→ **Task**: Rewrite the entries starting at the line containing "where every striped" and ending at the line containing "[362,337,476,464]", both lines included. Keep every request unchanged and increase each bounding box coordinate by 137.

→ **Supplied records**:
┌────────
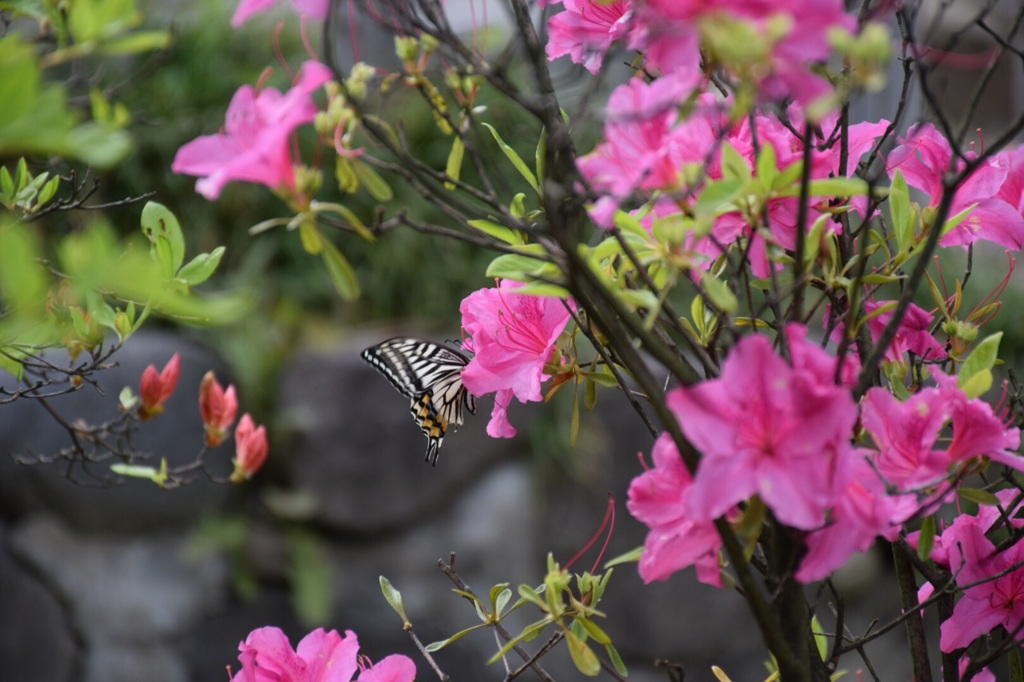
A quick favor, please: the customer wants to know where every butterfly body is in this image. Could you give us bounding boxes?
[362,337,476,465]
└────────
┌────────
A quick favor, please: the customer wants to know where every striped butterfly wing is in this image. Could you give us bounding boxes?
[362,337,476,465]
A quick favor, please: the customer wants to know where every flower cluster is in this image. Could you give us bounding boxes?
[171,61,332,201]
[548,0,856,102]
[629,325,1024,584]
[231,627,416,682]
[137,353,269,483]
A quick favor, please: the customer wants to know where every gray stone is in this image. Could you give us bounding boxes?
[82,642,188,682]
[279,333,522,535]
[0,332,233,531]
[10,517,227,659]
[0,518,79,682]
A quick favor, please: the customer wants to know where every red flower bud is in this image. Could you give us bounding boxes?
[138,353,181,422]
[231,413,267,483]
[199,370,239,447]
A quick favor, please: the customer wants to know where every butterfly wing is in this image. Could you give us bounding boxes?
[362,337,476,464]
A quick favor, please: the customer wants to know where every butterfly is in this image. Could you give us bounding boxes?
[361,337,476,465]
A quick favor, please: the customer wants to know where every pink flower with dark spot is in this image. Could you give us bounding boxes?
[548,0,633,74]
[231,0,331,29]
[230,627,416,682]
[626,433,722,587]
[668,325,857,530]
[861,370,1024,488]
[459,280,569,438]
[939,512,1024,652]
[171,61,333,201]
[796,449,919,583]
└────────
→ **Solution**:
A quick favor, please: the customer wants to know where every striped butterfly wing is in this image. Could you give us bounding boxes?
[499,474,613,602]
A quick favor, please: the customer wants to know where every flower cluster is in this image. Could you give us bounding boxes?
[308,198,469,338]
[685,137,993,239]
[766,462,1161,721]
[368,764,553,819]
[274,490,406,620]
A quick favor, please: the customer wants to know where every gray stone is in this image. Could you give us bounding boxes?
[219,779,325,819]
[416,470,659,672]
[137,469,370,668]
[147,654,364,796]
[137,655,216,819]
A quick favor, please: the customer wants to know where every red flower bud is in this image. Could you give us bounding boxes?
[275,490,318,559]
[368,550,404,620]
[336,507,376,584]
A quick favor, please: the customer wants to know where every butterfly wing is in this image. Could you give us bounding boxes?
[499,474,613,601]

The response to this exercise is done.